■ Text provided:
********************

For bounded $\widehat{\mathrm{\Omega }}$ and sufficiently small $e_{\mathrm{\Omega }}$, the nonlinear term satisfies a local Lipschitz condition

$$\parallel {\Delta }_{\times }\parallel \le L_{\mathrm{\Omega }}\parallel e_{\mathrm{\Omega }}\parallel ,$$

(35)

with some constant $L_{\mathrm{\Omega }}>0$. Consequently, the contribution of this term to the Lyapunov derivative can be upper bounded as

$$-{\mathit{e}}_{\mathrm{\Omega }}^T{\Delta }_{\times }\le L_{\mathrm{\Omega }}{\parallel {\mathit{e}}_{\mathrm{\Omega }}\parallel }^2,$$

(36)

which can be dominated by the negative definite angular-velocity error term through a proper choice of the observer gain.

********************

■ Exercise materials:

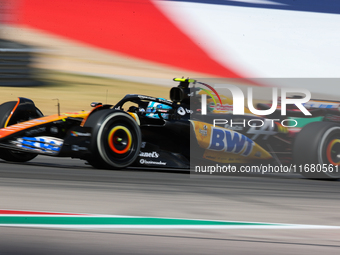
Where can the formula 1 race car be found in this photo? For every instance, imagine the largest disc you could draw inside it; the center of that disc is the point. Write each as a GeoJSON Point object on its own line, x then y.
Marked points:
{"type": "Point", "coordinates": [156, 132]}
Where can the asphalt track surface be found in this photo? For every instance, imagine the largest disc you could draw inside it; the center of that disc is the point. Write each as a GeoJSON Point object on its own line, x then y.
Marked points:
{"type": "Point", "coordinates": [66, 185]}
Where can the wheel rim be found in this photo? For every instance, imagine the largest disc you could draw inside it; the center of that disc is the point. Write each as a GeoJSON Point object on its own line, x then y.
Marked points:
{"type": "Point", "coordinates": [333, 152]}
{"type": "Point", "coordinates": [120, 139]}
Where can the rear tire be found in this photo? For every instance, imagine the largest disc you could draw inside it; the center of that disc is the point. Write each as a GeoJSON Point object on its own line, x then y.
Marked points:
{"type": "Point", "coordinates": [115, 142]}
{"type": "Point", "coordinates": [317, 149]}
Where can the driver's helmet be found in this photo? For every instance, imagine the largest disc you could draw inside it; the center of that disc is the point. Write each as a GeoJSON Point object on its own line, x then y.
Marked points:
{"type": "Point", "coordinates": [155, 109]}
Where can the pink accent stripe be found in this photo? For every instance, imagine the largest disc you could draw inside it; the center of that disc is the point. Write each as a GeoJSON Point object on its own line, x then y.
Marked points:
{"type": "Point", "coordinates": [33, 213]}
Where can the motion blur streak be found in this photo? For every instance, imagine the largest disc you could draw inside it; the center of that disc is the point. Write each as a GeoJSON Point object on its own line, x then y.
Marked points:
{"type": "Point", "coordinates": [136, 28]}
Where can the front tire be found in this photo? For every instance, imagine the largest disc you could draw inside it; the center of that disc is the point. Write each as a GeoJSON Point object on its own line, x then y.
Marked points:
{"type": "Point", "coordinates": [317, 149]}
{"type": "Point", "coordinates": [116, 141]}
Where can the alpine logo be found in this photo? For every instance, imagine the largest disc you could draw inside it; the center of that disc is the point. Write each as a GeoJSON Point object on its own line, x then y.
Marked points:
{"type": "Point", "coordinates": [149, 154]}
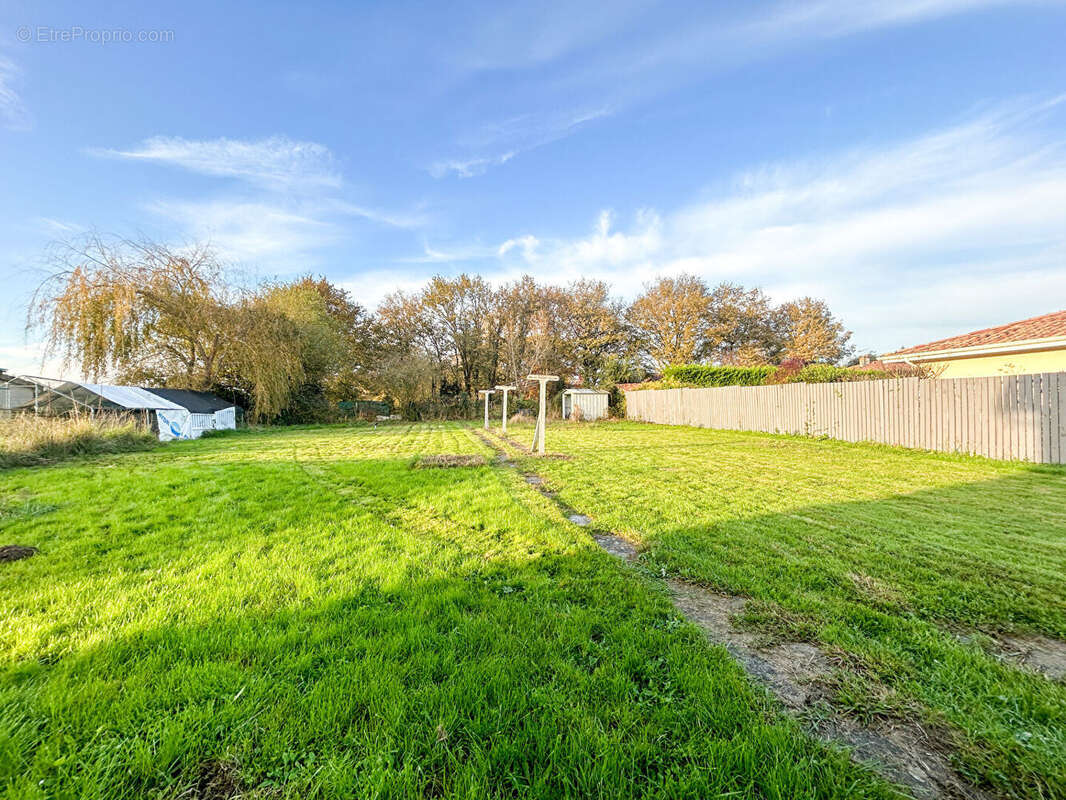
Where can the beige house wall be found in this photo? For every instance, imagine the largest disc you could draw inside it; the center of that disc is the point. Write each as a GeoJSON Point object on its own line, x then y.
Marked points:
{"type": "Point", "coordinates": [1007, 364]}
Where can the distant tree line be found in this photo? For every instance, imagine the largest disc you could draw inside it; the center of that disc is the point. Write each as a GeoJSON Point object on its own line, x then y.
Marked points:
{"type": "Point", "coordinates": [147, 314]}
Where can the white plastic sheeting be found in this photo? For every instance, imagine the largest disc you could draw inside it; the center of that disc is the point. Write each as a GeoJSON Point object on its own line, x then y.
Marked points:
{"type": "Point", "coordinates": [181, 424]}
{"type": "Point", "coordinates": [129, 397]}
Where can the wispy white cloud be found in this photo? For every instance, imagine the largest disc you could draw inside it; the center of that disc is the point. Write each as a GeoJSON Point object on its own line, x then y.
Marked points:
{"type": "Point", "coordinates": [960, 226]}
{"type": "Point", "coordinates": [292, 204]}
{"type": "Point", "coordinates": [13, 111]}
{"type": "Point", "coordinates": [509, 138]}
{"type": "Point", "coordinates": [834, 18]}
{"type": "Point", "coordinates": [251, 230]}
{"type": "Point", "coordinates": [29, 360]}
{"type": "Point", "coordinates": [470, 166]}
{"type": "Point", "coordinates": [276, 162]}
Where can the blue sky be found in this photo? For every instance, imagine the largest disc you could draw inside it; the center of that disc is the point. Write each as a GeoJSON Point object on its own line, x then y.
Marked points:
{"type": "Point", "coordinates": [904, 160]}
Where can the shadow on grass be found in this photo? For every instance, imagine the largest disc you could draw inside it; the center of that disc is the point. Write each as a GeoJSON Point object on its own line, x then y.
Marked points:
{"type": "Point", "coordinates": [553, 677]}
{"type": "Point", "coordinates": [909, 594]}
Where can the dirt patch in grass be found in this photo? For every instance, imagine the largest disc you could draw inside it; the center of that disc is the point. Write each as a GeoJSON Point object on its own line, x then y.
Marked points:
{"type": "Point", "coordinates": [617, 546]}
{"type": "Point", "coordinates": [1039, 653]}
{"type": "Point", "coordinates": [16, 552]}
{"type": "Point", "coordinates": [219, 780]}
{"type": "Point", "coordinates": [798, 674]}
{"type": "Point", "coordinates": [449, 461]}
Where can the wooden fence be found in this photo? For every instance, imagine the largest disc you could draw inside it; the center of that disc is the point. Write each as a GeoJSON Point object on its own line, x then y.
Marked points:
{"type": "Point", "coordinates": [1011, 417]}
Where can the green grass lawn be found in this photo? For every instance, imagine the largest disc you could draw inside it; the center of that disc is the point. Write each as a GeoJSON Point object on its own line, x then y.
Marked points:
{"type": "Point", "coordinates": [301, 613]}
{"type": "Point", "coordinates": [904, 564]}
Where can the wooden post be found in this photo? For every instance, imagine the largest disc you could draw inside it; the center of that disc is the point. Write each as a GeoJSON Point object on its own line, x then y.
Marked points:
{"type": "Point", "coordinates": [486, 393]}
{"type": "Point", "coordinates": [505, 389]}
{"type": "Point", "coordinates": [542, 415]}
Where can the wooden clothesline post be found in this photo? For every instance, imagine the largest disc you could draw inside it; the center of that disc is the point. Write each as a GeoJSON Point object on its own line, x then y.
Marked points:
{"type": "Point", "coordinates": [505, 389]}
{"type": "Point", "coordinates": [542, 415]}
{"type": "Point", "coordinates": [486, 393]}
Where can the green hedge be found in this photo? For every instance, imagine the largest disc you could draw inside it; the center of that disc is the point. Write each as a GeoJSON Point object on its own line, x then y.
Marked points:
{"type": "Point", "coordinates": [703, 374]}
{"type": "Point", "coordinates": [699, 376]}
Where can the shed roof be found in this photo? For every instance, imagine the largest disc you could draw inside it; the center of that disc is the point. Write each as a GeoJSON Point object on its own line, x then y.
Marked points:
{"type": "Point", "coordinates": [197, 402]}
{"type": "Point", "coordinates": [130, 397]}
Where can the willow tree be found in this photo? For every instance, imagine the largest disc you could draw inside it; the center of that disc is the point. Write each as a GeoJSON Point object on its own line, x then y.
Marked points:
{"type": "Point", "coordinates": [145, 312]}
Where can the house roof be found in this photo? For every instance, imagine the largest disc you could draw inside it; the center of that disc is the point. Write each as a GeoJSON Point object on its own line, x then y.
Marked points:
{"type": "Point", "coordinates": [1046, 326]}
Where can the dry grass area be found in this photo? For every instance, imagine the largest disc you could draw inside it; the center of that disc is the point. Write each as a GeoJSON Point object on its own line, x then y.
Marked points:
{"type": "Point", "coordinates": [31, 441]}
{"type": "Point", "coordinates": [447, 461]}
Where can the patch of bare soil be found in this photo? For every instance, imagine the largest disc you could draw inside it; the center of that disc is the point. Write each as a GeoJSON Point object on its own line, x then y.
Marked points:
{"type": "Point", "coordinates": [448, 461]}
{"type": "Point", "coordinates": [795, 672]}
{"type": "Point", "coordinates": [1039, 653]}
{"type": "Point", "coordinates": [16, 552]}
{"type": "Point", "coordinates": [617, 546]}
{"type": "Point", "coordinates": [219, 780]}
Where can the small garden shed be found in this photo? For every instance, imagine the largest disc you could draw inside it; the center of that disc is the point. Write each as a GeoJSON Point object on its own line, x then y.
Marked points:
{"type": "Point", "coordinates": [588, 403]}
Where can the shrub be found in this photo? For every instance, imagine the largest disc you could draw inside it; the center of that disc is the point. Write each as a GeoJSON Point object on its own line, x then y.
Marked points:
{"type": "Point", "coordinates": [29, 441]}
{"type": "Point", "coordinates": [703, 374]}
{"type": "Point", "coordinates": [793, 370]}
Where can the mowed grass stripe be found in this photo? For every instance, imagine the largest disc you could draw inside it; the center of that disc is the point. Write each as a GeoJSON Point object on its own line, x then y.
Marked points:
{"type": "Point", "coordinates": [905, 563]}
{"type": "Point", "coordinates": [302, 611]}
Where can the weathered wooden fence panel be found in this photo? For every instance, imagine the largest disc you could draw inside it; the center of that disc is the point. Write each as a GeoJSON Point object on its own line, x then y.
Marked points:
{"type": "Point", "coordinates": [1010, 417]}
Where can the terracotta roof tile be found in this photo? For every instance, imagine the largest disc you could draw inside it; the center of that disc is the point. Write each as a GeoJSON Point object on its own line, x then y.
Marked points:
{"type": "Point", "coordinates": [1034, 328]}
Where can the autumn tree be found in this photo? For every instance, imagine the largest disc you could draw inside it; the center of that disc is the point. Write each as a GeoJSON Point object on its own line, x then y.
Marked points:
{"type": "Point", "coordinates": [136, 308]}
{"type": "Point", "coordinates": [590, 328]}
{"type": "Point", "coordinates": [146, 313]}
{"type": "Point", "coordinates": [812, 334]}
{"type": "Point", "coordinates": [744, 326]}
{"type": "Point", "coordinates": [671, 320]}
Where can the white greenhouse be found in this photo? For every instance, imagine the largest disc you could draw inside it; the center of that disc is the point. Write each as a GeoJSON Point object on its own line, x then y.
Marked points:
{"type": "Point", "coordinates": [584, 404]}
{"type": "Point", "coordinates": [171, 413]}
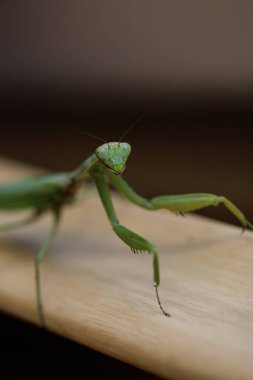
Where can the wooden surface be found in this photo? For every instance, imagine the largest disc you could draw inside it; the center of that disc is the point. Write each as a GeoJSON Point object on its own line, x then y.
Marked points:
{"type": "Point", "coordinates": [98, 293]}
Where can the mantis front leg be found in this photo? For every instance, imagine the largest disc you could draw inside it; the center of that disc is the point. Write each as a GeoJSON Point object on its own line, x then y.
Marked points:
{"type": "Point", "coordinates": [181, 203]}
{"type": "Point", "coordinates": [134, 241]}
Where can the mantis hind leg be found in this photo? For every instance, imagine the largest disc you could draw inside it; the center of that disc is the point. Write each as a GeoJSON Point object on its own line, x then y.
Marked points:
{"type": "Point", "coordinates": [20, 223]}
{"type": "Point", "coordinates": [38, 259]}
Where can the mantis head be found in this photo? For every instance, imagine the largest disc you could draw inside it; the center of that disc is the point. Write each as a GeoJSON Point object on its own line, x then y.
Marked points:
{"type": "Point", "coordinates": [114, 155]}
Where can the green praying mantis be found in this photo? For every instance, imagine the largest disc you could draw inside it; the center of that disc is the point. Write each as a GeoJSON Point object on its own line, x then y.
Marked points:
{"type": "Point", "coordinates": [53, 192]}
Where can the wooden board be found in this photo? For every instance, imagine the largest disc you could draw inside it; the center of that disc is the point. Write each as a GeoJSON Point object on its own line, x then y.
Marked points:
{"type": "Point", "coordinates": [98, 293]}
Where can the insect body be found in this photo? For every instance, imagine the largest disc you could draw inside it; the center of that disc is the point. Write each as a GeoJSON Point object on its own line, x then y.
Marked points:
{"type": "Point", "coordinates": [53, 192]}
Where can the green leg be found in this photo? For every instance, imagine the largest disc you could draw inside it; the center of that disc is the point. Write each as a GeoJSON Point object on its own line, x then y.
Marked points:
{"type": "Point", "coordinates": [178, 203]}
{"type": "Point", "coordinates": [135, 242]}
{"type": "Point", "coordinates": [38, 258]}
{"type": "Point", "coordinates": [19, 223]}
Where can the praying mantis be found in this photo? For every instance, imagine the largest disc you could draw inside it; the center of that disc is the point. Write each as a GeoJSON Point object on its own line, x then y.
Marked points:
{"type": "Point", "coordinates": [55, 191]}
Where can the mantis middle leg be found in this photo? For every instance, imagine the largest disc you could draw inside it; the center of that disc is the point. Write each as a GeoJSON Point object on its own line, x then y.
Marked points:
{"type": "Point", "coordinates": [38, 258]}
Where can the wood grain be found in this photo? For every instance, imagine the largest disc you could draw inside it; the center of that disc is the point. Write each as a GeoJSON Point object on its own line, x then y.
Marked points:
{"type": "Point", "coordinates": [98, 293]}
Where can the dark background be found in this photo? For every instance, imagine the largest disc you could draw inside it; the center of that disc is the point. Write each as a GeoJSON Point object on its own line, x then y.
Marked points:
{"type": "Point", "coordinates": [96, 66]}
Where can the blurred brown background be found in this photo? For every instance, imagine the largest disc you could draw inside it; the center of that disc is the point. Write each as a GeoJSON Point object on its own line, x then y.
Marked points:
{"type": "Point", "coordinates": [97, 65]}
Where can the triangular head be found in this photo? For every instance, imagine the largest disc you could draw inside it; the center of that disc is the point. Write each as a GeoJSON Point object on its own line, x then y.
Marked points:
{"type": "Point", "coordinates": [114, 155]}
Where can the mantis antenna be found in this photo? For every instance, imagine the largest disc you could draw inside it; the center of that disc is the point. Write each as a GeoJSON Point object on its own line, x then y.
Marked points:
{"type": "Point", "coordinates": [90, 135]}
{"type": "Point", "coordinates": [147, 113]}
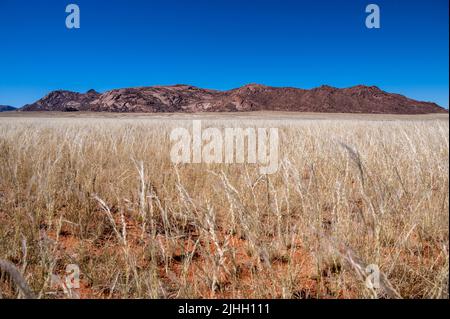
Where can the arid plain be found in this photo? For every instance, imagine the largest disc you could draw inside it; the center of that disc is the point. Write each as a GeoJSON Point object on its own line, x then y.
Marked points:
{"type": "Point", "coordinates": [100, 191]}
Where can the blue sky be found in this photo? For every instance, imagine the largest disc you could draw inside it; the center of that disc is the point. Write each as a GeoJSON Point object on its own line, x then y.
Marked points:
{"type": "Point", "coordinates": [223, 44]}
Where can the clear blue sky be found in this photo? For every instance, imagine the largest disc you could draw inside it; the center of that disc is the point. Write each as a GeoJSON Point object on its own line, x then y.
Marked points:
{"type": "Point", "coordinates": [223, 44]}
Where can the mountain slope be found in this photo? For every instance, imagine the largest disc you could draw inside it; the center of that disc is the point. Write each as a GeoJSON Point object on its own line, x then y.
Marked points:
{"type": "Point", "coordinates": [252, 97]}
{"type": "Point", "coordinates": [6, 108]}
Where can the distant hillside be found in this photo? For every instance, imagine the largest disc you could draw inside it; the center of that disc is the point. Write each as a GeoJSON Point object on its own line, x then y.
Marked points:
{"type": "Point", "coordinates": [253, 97]}
{"type": "Point", "coordinates": [6, 108]}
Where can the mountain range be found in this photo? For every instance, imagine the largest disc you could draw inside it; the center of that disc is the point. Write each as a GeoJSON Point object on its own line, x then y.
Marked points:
{"type": "Point", "coordinates": [252, 97]}
{"type": "Point", "coordinates": [6, 108]}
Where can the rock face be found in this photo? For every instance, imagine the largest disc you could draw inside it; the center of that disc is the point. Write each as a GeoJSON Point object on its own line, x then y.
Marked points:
{"type": "Point", "coordinates": [6, 108]}
{"type": "Point", "coordinates": [252, 97]}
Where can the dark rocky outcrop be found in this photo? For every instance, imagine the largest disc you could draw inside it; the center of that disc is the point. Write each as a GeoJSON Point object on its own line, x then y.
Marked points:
{"type": "Point", "coordinates": [252, 97]}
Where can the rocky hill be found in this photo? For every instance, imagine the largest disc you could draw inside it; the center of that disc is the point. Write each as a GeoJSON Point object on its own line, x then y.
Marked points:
{"type": "Point", "coordinates": [253, 97]}
{"type": "Point", "coordinates": [6, 108]}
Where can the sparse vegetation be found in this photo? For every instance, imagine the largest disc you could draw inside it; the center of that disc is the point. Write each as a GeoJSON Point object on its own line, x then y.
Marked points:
{"type": "Point", "coordinates": [102, 193]}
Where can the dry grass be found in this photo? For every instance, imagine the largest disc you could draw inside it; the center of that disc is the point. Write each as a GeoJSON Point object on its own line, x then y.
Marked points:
{"type": "Point", "coordinates": [102, 193]}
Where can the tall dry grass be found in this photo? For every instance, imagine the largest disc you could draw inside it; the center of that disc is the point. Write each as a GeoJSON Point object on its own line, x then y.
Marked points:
{"type": "Point", "coordinates": [103, 194]}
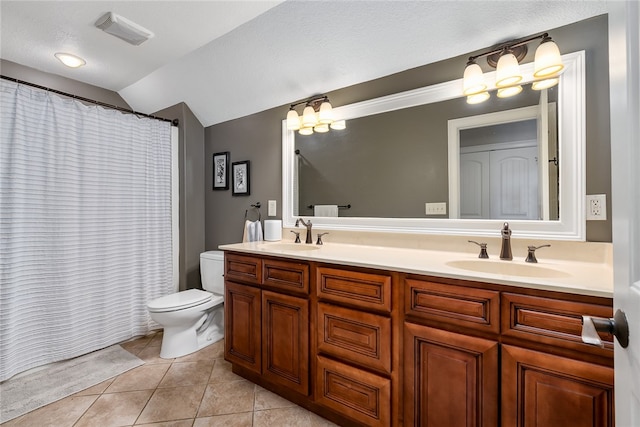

********************

■ Given problem 1: Locate every line in the rows that contains the string "distant", treating uppercase and lowercase as different, and copy each of those lines.
■ Given problem 2: Carry on the passage about the Lipschitz bound and the observer gain, starting after its last sentence.

■ Right answer 1:
Where can the distant tree line be found in this photo? For every instance, imagine the largest disc you could draw inside it; the center of that disc is the point. Write each as a GeoJSON Point object on its own line, x then y.
Where can the distant hillside be found in this photo? For every instance, imagine the largest disc you could draw inside it; the center of that disc is the point. Write each as a GeoJSON Point object on its own line, x then y.

■ Right answer 2:
There are several cross terms remained in $\dot{V}$, which can be handled using Young’s inequality as follows:

$$a^{T}b\le {\displaystyle \frac{\epsilon }{2}}{\parallel a\parallel }^2+{\displaystyle \frac{1}{2\epsilon }}{\parallel b\parallel }^2,\forall \epsilon >0.$$

(37)

According to Young’s inequality, term (b) satisfies

$${\left({\mathit{e}}_R^{\vee }\right)}^T{\mathit{e}}_{\mathrm{\Omega }}\le {\displaystyle \frac{{\epsilon }_b}{2}}\parallel {\mathit{e}}_R^{\vee }{\parallel }^2+{\displaystyle \frac{1}{2{\epsilon }_b}}{\parallel {\mathit{e}}_{\mathrm{\Omega }}\parallel }^2.$$

(38)

And as for term (c),

$$K_R{\mathit{e}}_{\mathrm{\Omega }}^T\mathit{J}{\mathit{e}}_R^{\vee }\le {\displaystyle \frac{{\epsilon }_c}{2}}\parallel {\mathit{e}}_{\mathrm{\Omega }}{\parallel }^2+{\displaystyle \frac{K_R^2{\parallel \mathit{J}\parallel }^2}{2{\epsilon }_c}}{\parallel {\mathit{e}}_R^{\vee }\parallel }^2.$$

(39)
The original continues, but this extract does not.